- Born: Anu Elina Suomalainen 1966 (age 59–60)
- Education: University of Helsinki
- Scientific career
- Workplaces: University of Helsinki
- Thesis: Mutations of mitochondrial DNA in human disease (1993)

= Anu Wartiovaara =

Finnish professor of molecular medicine

Anu Wartiovaara ( Suomalainen; born 1966) is a Finnish neuroscience and biomedical researcher, holding the Sigrid Jusélius Professorship of clinical molecular medicine at the University of Helsinki, specialising in mitochondrial disorders.

She has also been appointed as an Academy Professor of the Research Council of Finland since 2017.

In 2007, Wartiovaara was elected as a member of the Finnish Academy of Science and Letters.

In 2013, she was elected as member of the European Molecular Biology Organization EMBO.

◆ ◆ ◆ ◆ ◆ ◆ ◆

Check your understanding:
a. In the Anu Wartiovaara profile, the opening sentence also gives the name "Suomalainen" in parentheses. Using the profile, explain in one to three sentences why that name appears there.
b. From the Anu Wartiovaara profile, extract the passage between "- Born: Anu" and "Finland since 2017.", inclusive.
c. Write what comes next in the Anu Wartiovaara profile, starting after its final sentence.

◆ ◆ ◆ ◆ ◆ ◆ ◆

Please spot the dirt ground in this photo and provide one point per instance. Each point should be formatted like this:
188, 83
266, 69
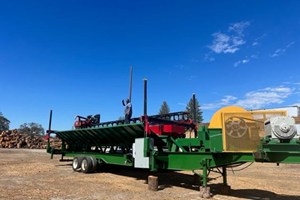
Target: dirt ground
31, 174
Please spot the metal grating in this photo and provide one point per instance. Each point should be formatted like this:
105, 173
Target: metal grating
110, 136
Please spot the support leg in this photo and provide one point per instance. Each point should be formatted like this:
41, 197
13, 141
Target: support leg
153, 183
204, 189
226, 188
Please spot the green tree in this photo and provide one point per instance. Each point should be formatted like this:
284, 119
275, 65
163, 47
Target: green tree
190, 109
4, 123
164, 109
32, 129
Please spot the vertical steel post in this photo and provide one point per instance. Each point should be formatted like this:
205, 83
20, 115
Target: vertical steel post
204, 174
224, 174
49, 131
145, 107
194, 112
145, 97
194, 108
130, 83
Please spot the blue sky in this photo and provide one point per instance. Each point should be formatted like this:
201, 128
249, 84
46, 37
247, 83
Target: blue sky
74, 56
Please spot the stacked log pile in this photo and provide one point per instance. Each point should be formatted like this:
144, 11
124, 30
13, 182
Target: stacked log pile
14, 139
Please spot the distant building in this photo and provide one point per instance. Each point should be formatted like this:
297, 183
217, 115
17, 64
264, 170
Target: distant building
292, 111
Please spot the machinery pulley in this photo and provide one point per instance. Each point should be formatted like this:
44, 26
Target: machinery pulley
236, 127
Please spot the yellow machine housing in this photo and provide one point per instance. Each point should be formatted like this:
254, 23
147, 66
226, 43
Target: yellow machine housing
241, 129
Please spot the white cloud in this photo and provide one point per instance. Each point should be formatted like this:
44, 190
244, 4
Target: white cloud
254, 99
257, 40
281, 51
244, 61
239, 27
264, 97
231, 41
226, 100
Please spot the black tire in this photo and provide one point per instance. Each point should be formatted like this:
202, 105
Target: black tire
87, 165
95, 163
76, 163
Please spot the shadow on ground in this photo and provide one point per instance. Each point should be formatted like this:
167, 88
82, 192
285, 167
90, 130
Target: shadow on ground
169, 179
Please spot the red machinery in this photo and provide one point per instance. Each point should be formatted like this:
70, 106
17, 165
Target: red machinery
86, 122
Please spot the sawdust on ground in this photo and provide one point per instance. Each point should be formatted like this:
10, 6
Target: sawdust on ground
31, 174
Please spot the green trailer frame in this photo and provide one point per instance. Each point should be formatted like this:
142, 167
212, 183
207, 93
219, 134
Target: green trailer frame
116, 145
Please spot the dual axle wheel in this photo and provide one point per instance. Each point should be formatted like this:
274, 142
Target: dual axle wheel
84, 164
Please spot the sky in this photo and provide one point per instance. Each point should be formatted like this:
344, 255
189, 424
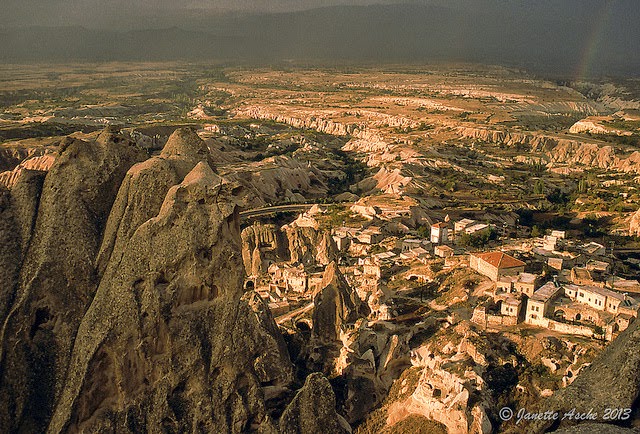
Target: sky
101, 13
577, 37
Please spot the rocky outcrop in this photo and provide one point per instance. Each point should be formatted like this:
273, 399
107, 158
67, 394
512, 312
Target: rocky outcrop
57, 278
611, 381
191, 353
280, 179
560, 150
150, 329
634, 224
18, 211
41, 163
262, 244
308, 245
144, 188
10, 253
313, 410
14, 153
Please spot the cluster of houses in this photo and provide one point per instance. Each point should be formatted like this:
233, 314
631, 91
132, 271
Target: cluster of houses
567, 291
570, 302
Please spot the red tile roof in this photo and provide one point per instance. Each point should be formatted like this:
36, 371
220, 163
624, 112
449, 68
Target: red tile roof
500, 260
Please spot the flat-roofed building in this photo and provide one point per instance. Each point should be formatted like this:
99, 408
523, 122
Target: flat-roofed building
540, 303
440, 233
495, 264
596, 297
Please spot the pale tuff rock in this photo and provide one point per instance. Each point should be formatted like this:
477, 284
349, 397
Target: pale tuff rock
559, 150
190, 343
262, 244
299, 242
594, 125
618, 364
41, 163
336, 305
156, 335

◆ ◆ ◆ ◆ ◆ ◆ ◆

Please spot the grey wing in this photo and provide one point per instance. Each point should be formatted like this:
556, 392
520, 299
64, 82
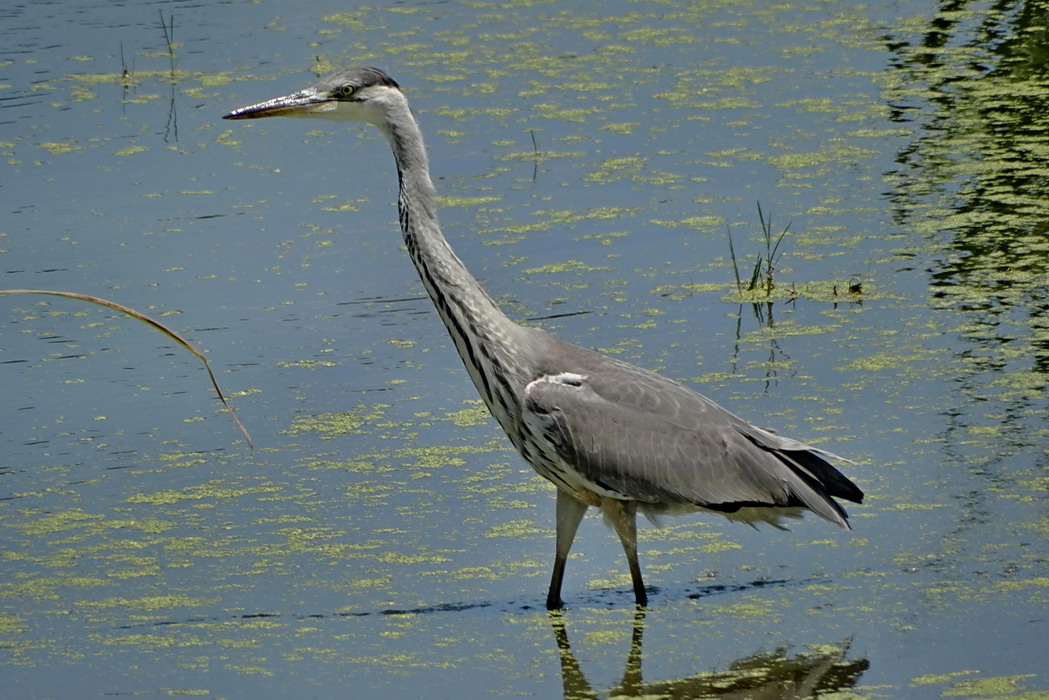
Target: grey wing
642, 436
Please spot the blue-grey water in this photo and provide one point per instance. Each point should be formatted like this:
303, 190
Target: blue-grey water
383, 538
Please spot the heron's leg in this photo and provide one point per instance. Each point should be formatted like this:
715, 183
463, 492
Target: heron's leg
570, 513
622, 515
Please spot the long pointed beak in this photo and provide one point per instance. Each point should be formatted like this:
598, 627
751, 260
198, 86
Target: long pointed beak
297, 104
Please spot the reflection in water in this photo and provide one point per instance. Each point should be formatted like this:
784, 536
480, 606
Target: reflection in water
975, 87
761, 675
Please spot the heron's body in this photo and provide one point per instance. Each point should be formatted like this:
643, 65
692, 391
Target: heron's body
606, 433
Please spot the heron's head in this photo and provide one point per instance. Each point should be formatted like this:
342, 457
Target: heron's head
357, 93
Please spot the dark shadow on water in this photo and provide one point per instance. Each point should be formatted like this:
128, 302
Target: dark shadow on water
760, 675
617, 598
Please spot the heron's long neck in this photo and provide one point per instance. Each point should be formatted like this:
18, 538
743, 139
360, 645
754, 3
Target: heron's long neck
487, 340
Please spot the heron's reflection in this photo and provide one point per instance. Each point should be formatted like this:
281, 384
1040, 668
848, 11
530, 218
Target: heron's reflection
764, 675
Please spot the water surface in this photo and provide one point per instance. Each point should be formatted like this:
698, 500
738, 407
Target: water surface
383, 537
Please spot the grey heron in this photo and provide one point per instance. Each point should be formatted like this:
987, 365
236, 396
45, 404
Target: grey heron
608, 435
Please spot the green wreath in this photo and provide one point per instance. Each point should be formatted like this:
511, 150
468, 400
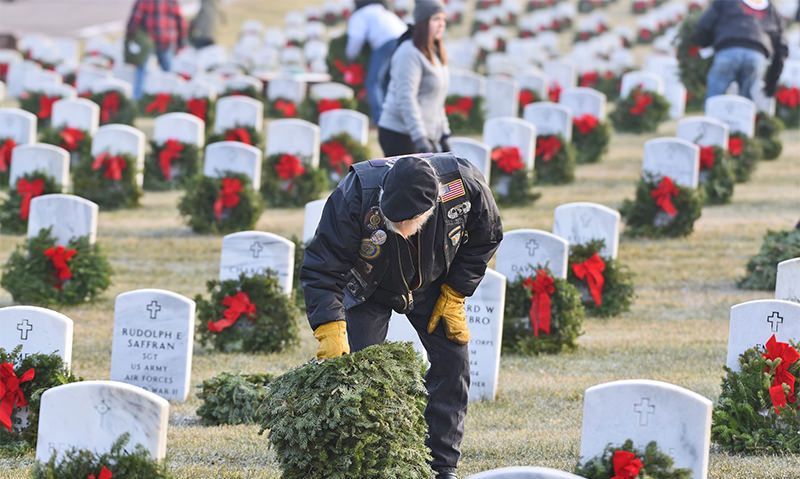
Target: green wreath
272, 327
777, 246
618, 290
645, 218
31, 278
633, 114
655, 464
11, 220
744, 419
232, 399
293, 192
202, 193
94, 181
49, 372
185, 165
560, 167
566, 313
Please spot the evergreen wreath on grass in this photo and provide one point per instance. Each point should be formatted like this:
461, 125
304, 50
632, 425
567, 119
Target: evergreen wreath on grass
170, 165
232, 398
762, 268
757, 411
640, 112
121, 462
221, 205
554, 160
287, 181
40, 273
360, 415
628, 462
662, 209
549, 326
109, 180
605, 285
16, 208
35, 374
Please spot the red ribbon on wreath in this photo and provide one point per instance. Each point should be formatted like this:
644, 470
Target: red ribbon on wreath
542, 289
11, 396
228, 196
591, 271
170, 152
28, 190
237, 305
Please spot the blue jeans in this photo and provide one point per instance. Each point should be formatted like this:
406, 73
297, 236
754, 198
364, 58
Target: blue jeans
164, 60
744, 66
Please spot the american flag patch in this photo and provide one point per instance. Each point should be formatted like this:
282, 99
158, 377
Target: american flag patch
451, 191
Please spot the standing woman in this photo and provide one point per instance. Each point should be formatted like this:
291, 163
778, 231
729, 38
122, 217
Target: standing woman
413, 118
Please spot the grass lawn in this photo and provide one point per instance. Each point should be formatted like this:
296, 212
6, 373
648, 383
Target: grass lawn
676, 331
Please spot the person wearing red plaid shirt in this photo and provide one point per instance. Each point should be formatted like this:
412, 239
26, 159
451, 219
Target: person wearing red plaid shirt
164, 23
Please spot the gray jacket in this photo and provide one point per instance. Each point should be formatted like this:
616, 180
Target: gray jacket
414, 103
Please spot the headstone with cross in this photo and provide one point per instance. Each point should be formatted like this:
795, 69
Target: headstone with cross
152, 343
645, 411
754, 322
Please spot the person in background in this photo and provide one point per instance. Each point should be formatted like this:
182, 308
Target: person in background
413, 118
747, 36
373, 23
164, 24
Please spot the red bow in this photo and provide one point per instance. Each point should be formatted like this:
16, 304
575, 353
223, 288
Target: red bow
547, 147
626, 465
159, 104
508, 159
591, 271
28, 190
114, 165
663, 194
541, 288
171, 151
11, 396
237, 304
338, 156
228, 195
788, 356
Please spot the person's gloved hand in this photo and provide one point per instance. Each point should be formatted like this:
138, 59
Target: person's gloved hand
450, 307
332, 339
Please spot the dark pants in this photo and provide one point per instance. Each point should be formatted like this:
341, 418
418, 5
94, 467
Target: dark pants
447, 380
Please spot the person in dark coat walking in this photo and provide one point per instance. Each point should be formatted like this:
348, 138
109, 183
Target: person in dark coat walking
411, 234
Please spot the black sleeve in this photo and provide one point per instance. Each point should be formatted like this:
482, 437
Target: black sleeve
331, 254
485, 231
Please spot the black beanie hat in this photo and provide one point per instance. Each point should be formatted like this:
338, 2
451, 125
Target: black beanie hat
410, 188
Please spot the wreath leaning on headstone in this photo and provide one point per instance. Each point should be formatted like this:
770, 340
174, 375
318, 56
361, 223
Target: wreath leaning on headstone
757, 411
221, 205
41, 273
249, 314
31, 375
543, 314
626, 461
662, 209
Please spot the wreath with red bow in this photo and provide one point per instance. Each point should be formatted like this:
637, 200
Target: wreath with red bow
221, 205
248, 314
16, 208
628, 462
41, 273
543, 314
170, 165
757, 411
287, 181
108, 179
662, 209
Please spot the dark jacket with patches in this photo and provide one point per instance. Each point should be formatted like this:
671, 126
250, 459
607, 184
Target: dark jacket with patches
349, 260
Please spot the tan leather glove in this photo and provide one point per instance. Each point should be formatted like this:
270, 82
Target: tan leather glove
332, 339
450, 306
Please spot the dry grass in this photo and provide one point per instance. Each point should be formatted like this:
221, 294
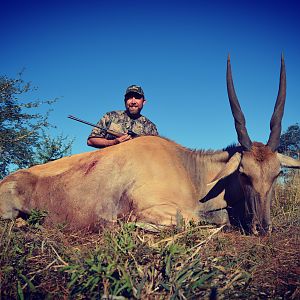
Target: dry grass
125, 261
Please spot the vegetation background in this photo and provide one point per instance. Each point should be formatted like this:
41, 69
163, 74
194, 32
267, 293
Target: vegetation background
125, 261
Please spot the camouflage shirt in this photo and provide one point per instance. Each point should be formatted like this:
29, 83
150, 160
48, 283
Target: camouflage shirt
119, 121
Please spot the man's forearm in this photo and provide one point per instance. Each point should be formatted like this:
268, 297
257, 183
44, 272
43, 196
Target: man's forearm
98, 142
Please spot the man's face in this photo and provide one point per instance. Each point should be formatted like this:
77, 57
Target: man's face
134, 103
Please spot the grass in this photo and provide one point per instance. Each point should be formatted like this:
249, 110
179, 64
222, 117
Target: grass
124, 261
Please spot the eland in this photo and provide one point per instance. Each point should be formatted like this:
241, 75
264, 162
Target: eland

◆ ◆ ◆ ◆ ◆ ◆ ◆

Answers below:
a. "Suomalainen" is her birth surname. According to the profile, she was born Anu Elina Suomalainen in 1966.

b.
- Born: Anu Elina Suomalainen 1966 (age 59–60)
- Education: University of Helsinki
- Scientific career
- Workplaces: University of Helsinki
- Thesis: Mutations of mitochondrial DNA in human disease (1993)

= Anu Wartiovaara =

Finnish professor of molecular medicine

Anu Wartiovaara ( Suomalainen; born 1966) is a Finnish neuroscience and biomedical researcher, holding the Sigrid Jusélius Professorship of clinical molecular medicine at the University of Helsinki, specialising in mitochondrial disorders.

She has also been appointed as an Academy Professor of the Research Council of Finland since 2017.

c.
In 2021, the Finnish Medical Society Duodecim awarded Wartiovaara the Matti Äyräpää Prize for her work on mitochondrial diseases.

In 2022, she was elected Member of the Academia Europaea.

She gained an MD and PhD from the University of Helsinki, with postdoctoral research at the National Public Health Institute of Finland and McGill University of Canada.

Some of Wartiovaara's publications have appeared under her maiden name Suomalainen, or Suomalainen-Wartiovaara.